-- Page text start --

# FreeBSD over proxmox console



## denniskai1234 (Sep 6, 2014)

Hello.

I only can install FreeBSD over a console from proxmox over hand. Now I need to add ifconfig_em0="..." in the /etc/rc.conf but I can't get a " or = in the console window. I'm using the standard keymap.


----------



## wblock@ (Sep 6, 2014)

Cut and paste the missing symbols from another window with the mouse?


----------



## hashime (Sep 7, 2014)

Enable sshd and `ssh` in.
" and = should work in your terminal over SSH, that*'*s at[]least how *I* did it with Proxmox.


----------



## Ordoban (Sep 8, 2014)

SSH without working network interface ?  :OOO 
You can copy a file like /etc/defaults/rc.conf to /etc/rc.conf and delete all except ="".


----------



## SirDice (Sep 8, 2014)

An old trick but it should still work. Press the ALT key and while keeping it down enter 034 on the keypad. If you release ALT after the numbers the ASCII value should be printed ( 34 is ASCII value of ").


----------



## hashime (Sep 8, 2014)

You don't need " or = to type `ifconfig` or `dhclient` to get the interface up, nor rc.conf, so no reason sshd would not work.


----------

-- Page text end --
-- Supplied information start --

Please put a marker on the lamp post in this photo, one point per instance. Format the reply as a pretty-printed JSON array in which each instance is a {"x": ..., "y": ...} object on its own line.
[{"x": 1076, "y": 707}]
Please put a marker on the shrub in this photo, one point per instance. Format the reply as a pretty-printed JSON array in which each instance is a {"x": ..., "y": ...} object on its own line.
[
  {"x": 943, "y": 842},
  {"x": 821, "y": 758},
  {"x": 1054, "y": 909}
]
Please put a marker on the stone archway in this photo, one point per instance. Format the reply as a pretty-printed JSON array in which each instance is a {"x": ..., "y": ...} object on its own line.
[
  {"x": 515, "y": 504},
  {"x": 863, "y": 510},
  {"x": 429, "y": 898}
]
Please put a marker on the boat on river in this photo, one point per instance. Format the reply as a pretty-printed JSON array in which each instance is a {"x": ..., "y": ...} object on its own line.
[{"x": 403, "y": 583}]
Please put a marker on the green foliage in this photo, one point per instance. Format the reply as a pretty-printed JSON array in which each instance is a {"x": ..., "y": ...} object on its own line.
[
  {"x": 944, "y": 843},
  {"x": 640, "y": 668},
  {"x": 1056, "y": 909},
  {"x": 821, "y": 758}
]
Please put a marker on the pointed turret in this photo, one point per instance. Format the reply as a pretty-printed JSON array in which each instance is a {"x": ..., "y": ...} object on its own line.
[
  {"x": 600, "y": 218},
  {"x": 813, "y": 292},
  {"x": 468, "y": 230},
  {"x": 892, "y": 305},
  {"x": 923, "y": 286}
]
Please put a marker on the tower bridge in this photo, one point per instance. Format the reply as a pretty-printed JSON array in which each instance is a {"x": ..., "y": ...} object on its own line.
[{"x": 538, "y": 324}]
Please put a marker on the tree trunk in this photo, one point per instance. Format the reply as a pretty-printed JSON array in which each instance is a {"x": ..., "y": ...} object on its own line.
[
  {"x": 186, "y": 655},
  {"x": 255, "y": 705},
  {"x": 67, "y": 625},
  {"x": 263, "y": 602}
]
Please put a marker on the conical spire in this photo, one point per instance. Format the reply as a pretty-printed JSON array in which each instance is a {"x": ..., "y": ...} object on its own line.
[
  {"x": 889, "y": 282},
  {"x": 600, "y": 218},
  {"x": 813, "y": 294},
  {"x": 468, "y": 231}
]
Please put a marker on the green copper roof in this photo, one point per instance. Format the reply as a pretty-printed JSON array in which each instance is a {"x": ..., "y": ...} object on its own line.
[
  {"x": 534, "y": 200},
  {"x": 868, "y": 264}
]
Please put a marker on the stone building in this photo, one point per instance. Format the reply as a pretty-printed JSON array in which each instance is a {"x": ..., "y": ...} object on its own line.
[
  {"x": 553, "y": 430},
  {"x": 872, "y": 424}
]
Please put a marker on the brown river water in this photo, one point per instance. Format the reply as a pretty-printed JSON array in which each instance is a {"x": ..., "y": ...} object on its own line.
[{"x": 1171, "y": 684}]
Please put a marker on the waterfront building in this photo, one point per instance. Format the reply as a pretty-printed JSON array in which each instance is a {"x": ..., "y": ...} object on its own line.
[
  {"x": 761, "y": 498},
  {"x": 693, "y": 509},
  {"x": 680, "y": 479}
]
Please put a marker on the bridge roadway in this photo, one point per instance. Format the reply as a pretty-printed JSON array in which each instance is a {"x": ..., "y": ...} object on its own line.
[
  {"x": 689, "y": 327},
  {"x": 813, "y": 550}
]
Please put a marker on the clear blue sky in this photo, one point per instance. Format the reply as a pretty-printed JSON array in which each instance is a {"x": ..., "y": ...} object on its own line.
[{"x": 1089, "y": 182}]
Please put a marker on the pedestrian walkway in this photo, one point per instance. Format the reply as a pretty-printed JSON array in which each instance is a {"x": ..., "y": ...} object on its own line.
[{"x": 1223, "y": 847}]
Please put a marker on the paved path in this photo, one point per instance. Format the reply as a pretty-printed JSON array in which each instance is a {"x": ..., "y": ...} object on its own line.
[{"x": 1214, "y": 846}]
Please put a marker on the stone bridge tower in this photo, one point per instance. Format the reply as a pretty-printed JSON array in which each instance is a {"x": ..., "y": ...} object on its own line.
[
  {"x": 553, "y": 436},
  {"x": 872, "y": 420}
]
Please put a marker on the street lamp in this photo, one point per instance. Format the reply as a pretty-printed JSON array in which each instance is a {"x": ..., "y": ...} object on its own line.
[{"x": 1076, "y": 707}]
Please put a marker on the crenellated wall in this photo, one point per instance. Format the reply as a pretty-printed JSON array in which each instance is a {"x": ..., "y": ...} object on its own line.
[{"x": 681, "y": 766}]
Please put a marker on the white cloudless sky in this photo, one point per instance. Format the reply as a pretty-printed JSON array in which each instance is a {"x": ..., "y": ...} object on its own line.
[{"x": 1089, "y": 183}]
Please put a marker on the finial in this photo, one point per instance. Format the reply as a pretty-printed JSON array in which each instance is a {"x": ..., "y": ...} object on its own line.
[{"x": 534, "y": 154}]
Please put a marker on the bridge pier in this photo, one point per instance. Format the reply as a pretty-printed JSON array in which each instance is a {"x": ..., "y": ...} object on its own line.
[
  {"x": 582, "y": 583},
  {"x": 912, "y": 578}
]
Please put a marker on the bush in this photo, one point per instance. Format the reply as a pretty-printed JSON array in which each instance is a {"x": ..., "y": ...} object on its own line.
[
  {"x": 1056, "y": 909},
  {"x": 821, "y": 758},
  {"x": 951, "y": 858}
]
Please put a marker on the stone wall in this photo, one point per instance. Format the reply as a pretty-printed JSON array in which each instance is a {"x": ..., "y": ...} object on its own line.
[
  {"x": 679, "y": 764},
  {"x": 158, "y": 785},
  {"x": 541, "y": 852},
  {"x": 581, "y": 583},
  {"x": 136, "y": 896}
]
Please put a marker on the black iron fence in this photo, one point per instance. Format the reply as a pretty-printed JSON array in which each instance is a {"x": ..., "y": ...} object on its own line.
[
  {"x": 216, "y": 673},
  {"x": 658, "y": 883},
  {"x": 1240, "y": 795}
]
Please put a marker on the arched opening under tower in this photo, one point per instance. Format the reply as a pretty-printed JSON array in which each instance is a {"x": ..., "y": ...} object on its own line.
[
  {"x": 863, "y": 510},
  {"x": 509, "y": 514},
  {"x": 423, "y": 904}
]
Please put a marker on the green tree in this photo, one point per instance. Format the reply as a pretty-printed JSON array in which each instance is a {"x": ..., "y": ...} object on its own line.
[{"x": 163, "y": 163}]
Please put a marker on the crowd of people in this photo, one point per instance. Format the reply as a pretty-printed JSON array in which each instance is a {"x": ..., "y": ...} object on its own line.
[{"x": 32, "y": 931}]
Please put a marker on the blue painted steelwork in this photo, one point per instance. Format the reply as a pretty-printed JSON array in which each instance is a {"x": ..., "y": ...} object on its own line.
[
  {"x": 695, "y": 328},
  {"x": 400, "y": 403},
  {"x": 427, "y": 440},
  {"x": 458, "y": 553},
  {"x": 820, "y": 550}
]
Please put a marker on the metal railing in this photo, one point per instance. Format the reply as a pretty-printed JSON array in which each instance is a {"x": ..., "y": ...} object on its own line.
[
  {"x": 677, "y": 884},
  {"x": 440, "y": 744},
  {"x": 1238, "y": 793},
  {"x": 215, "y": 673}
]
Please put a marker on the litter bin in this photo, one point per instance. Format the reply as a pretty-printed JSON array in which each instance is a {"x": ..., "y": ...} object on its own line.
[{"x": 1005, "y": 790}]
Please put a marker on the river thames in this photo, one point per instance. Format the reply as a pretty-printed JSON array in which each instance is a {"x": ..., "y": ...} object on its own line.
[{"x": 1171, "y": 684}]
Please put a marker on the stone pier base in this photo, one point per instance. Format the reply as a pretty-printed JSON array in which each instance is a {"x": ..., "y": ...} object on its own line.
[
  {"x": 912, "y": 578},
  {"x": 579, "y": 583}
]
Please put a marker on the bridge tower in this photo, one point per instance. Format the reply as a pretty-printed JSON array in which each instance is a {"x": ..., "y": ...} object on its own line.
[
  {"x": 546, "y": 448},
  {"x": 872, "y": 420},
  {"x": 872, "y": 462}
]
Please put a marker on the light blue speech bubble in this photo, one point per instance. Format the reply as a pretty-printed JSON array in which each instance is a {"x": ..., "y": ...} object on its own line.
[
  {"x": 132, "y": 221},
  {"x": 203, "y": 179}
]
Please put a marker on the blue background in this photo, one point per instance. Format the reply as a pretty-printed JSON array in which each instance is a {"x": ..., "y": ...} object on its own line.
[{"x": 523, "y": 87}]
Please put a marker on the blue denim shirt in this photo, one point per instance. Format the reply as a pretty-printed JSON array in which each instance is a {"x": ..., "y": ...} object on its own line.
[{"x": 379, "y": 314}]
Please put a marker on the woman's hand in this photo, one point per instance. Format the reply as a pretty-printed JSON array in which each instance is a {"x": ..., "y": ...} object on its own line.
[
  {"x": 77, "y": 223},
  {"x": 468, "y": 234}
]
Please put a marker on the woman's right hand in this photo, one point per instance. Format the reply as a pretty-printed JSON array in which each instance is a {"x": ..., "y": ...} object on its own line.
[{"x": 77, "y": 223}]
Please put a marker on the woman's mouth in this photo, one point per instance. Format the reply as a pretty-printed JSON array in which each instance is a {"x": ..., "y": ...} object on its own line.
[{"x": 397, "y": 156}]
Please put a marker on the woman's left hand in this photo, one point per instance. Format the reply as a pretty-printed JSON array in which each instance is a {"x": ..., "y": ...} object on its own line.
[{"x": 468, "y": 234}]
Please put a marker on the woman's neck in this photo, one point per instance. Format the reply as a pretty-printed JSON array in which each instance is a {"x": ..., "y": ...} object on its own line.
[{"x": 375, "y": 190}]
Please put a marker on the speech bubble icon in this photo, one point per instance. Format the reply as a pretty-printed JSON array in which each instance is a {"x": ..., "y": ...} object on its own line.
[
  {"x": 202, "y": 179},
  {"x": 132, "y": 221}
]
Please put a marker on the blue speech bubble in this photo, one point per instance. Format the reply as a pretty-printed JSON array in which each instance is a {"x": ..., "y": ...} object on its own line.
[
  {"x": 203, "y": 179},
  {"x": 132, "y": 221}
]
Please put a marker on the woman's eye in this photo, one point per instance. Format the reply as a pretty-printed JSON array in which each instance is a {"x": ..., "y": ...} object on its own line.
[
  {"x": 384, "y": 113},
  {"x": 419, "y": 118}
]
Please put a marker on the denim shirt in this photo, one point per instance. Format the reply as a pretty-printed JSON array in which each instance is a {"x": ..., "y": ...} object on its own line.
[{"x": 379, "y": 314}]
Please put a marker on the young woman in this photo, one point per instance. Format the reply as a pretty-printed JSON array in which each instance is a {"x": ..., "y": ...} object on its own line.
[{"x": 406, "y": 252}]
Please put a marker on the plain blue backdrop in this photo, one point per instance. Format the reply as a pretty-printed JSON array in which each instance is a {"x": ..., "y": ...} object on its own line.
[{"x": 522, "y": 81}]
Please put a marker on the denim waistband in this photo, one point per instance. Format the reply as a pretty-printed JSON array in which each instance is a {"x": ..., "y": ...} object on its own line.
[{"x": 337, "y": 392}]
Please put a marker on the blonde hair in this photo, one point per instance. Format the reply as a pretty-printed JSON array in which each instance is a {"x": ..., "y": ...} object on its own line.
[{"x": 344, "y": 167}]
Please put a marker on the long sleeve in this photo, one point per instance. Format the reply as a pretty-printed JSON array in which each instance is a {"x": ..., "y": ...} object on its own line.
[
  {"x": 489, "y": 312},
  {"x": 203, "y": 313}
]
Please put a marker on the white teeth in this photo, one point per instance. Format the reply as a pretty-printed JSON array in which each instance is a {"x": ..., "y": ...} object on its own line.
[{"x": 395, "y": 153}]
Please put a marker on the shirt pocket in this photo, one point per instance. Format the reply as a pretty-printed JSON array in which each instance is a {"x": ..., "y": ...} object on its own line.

-- Supplied information end --

▶ _Given request_: Can you write out the part of the FreeBSD console thread that opens with the words containing "I only can install" and closes with "wblock@ (Sep 6, 2014)", putting "default keymap" where "standard keymap" stands? Rely on the FreeBSD console thread alone.

▶ _Reply_:
I only can install FreeBSD over a console from proxmox over hand. Now I need to add ifconfig_em0="..." in the /etc/rc.conf but I can't get a " or = in the console window. I'm using the default keymap.


----------



## wblock@ (Sep 6, 2014)